Resulta sugestivo viajar a Fuendetodos tras varios meses sin poder salir de la ciudad de Zaragoza. Esta circunstancia convierte al viaje, aunque sea a un paraje de la provincia, en una experiencia casi emocionante. Esto mismo sucedía a comienzos del siglo XX, cuando Fuendetodos todavía no había sido reivindicado como pueblo natal de Goya y Zuloaga y sus amigos emprendieron viajes a la localidad, transitando la pedregosa carretera que la unía con Zaragoza. Las tres primeras décadas del siglo XX fueron un momento clave para la configuración de Francisco de Goya como uno de los astros de la tradición pictórica española y para su encumbramiento como padre del arte moderno. Así supo verlo no solo Zuloaga, sino también toda una constelación de artistas, músicos y escritores españoles como Granados, Falla, Blasco Ibáñez o Emilia Pardo Bazán, Díaz Domínguez o el propio José Gutiérrez Solana, tal como reivindica esta exposición de la sala Zuloaga de Fuendetodos, enmarcada en las celebraciones del 275 aniversario del nacimiento de Goya.

La muestra lleva por título: Solana vs. Goya, máscara y simulación, y es que uno de los asuntos más recurrentes en las obras expuestas es el de la máscara, propia de las celebraciones del carnaval. Solana se aleja de la concepción baudeleriana del maquillaje, como herramienta artificial que acerca a los seres humanos a las estatuas, convirtiéndolas en seres divinos y superiores. Al contrario, para el pintor madrileño, la máscara y el artificio hacen evidente el carácter grotesco de las gentes, ahondando en la visión lóbrega y descarnada de la España Negra que ya plantearon Émile Verhaeren y Darío de Regoyos a finales del siglo XIX.

-------

**CONSIGNA 1**
Muestra cada fila que contenga la cadena "handle".

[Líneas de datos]

-------

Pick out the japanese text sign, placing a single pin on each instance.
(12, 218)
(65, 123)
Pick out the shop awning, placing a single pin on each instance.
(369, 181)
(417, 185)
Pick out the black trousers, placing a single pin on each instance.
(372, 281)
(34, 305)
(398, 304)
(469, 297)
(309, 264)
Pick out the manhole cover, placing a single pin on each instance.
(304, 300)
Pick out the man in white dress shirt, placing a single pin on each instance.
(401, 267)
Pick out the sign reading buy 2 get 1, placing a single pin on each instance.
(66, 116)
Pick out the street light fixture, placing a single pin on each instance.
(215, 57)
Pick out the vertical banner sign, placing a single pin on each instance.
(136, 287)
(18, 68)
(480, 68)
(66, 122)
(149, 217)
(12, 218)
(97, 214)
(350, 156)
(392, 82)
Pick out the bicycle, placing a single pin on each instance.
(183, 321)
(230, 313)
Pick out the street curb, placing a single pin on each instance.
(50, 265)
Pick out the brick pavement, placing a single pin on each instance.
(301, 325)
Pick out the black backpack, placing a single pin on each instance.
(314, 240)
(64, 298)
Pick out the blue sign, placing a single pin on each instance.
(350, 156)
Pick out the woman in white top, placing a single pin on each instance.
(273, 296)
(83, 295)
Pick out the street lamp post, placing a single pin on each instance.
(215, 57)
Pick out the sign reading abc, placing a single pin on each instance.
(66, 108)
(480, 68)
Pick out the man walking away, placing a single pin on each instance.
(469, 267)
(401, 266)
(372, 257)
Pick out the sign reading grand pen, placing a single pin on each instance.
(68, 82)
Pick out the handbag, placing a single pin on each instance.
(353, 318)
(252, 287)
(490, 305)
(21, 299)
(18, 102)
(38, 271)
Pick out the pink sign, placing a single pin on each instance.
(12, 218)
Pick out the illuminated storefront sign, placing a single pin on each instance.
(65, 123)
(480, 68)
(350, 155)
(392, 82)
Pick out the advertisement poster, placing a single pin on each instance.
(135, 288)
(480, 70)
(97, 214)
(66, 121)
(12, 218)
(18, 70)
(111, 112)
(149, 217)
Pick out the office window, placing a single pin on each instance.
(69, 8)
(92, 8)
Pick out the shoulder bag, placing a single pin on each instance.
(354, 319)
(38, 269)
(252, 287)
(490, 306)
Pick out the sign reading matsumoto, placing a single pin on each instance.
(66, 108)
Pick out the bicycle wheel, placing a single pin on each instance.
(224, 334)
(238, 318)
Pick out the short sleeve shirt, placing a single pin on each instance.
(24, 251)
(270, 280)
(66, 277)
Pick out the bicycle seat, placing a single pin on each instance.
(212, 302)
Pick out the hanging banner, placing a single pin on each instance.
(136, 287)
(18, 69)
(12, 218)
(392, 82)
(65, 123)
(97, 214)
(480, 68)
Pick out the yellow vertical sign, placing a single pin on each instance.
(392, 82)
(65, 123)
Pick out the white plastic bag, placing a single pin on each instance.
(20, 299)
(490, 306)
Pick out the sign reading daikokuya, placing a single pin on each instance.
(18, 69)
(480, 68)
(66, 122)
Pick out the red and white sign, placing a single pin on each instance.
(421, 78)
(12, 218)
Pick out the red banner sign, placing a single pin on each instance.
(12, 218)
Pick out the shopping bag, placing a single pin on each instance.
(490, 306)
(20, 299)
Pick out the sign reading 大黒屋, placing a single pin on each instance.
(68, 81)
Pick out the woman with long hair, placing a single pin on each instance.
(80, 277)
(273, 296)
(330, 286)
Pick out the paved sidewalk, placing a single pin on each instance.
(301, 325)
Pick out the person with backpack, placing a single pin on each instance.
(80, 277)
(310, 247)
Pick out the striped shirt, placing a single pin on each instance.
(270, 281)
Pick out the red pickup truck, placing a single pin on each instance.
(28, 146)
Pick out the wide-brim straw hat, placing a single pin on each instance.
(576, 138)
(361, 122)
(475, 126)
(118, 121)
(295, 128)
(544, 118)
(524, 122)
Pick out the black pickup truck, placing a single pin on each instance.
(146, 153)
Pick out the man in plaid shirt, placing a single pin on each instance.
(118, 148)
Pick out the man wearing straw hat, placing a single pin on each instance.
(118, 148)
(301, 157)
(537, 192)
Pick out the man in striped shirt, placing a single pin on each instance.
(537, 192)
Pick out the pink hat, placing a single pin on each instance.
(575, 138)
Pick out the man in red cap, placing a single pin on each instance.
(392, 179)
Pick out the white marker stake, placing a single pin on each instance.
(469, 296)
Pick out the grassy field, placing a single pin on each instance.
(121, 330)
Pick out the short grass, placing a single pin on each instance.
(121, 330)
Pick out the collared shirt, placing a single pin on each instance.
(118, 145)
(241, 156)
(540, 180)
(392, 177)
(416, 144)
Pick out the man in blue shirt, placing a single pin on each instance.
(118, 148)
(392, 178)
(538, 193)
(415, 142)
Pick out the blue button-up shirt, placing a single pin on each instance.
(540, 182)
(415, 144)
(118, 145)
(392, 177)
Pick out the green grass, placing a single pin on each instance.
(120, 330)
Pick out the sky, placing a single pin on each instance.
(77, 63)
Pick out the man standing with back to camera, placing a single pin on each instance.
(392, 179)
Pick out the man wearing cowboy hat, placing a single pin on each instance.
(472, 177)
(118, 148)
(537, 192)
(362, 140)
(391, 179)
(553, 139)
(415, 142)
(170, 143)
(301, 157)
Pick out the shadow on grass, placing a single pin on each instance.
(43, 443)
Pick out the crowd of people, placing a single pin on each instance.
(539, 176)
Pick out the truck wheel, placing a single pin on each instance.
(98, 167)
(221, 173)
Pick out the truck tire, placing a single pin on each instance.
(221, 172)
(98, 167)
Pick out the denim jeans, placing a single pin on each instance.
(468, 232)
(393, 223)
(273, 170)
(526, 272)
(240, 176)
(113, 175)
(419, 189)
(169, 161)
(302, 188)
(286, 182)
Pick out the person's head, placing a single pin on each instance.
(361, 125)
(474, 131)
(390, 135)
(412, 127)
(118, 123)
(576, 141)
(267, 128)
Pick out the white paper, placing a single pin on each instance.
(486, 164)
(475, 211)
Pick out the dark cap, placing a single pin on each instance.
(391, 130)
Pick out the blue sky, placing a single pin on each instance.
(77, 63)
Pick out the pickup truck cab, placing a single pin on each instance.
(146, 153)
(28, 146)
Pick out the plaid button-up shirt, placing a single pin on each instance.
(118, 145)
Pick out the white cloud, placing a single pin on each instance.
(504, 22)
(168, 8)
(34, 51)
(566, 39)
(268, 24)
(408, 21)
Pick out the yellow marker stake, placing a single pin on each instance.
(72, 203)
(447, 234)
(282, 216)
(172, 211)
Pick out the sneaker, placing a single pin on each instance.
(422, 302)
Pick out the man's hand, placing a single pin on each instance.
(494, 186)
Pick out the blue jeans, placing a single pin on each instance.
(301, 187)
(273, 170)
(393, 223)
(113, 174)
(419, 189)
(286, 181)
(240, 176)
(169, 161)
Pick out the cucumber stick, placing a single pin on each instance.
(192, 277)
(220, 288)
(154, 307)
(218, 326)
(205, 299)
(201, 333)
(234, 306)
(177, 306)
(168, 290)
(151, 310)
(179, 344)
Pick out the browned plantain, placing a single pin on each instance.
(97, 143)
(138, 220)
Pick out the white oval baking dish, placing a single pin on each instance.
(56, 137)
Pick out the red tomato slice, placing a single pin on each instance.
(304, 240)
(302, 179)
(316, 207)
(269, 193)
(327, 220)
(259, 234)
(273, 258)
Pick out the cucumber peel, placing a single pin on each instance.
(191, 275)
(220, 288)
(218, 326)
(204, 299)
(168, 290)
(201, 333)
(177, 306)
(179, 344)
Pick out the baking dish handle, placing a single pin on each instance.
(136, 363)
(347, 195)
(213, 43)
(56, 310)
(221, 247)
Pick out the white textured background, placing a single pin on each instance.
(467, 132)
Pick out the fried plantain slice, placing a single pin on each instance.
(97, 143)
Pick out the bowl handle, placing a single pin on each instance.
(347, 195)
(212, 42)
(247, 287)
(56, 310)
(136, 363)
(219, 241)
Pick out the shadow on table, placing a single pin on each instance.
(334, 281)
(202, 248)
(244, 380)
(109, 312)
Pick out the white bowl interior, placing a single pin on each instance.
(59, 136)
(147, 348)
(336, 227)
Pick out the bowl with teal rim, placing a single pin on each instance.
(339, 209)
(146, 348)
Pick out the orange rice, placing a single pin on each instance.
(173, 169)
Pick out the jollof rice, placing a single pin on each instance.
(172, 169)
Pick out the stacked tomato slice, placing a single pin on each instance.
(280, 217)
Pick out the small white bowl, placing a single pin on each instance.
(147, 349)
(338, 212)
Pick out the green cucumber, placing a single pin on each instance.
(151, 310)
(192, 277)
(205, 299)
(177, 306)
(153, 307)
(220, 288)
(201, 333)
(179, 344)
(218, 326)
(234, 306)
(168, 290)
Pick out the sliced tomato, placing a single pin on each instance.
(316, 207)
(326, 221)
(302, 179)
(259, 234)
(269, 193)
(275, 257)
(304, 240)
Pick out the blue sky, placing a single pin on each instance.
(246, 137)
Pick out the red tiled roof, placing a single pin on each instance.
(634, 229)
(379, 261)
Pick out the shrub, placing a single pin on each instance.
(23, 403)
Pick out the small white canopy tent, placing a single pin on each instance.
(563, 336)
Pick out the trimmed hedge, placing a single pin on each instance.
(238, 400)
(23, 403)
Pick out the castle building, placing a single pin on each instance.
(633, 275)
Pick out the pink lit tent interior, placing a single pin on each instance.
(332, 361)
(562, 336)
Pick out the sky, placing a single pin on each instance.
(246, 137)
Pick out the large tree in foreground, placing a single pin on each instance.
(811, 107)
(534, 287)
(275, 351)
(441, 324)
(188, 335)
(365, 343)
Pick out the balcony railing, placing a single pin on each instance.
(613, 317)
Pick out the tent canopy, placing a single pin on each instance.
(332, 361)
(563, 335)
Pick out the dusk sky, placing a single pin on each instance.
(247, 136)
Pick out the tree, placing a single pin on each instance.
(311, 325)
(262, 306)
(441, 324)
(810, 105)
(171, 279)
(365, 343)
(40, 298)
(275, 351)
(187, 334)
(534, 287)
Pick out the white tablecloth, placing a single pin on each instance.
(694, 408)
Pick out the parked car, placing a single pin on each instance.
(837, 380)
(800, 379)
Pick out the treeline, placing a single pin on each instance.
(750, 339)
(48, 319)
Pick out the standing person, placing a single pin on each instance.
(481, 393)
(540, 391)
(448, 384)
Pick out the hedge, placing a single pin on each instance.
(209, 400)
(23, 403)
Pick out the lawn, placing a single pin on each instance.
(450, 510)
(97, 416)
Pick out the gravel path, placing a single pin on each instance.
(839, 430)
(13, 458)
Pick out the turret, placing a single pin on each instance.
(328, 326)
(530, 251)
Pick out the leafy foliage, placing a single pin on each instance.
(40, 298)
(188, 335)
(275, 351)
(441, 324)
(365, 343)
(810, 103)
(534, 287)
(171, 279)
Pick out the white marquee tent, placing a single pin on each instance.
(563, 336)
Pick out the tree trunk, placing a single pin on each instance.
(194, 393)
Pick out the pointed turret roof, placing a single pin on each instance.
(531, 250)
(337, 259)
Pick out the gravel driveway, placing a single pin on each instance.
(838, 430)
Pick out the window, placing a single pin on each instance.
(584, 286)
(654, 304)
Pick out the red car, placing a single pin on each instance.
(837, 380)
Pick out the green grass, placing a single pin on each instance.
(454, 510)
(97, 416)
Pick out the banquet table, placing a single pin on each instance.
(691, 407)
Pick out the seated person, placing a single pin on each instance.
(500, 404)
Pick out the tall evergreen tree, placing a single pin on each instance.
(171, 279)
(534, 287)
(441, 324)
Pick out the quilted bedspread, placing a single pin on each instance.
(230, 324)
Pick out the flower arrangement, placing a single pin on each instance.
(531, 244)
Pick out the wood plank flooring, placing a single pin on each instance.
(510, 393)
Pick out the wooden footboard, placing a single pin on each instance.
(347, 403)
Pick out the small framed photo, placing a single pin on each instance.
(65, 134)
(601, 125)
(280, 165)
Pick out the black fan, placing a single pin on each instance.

-------

**CONSIGNA 2**
Cita literalmente, del texto sobre la exposición de Solana y Goya, el tramo que va desde "La muestra lleva" hasta "del siglo XIX.".

**RESPUESTA COMPLETA 1**
Pick out the baking dish handle, placing a single pin on each instance.
Pick out the bowl handle, placing a single pin on each instance.

**RESPUESTA COMPLETA 2**
La muestra lleva por título: Solana vs. Goya, máscara y simulación, y es que uno de los asuntos más recurrentes en las obras expuestas es el de la máscara, propia de las celebraciones del carnaval. Solana se aleja de la concepción baudeleriana del maquillaje, como herramienta artificial que acerca a los seres humanos a las estatuas, convirtiéndolas en seres divinos y superiores. Al contrario, para el pintor madrileño, la máscara y el artificio hacen evidente el carácter grotesco de las gentes, ahondando en la visión lóbrega y descarnada de la España Negra que ya plantearon Émile Verhaeren y Darío de Regoyos a finales del siglo XIX.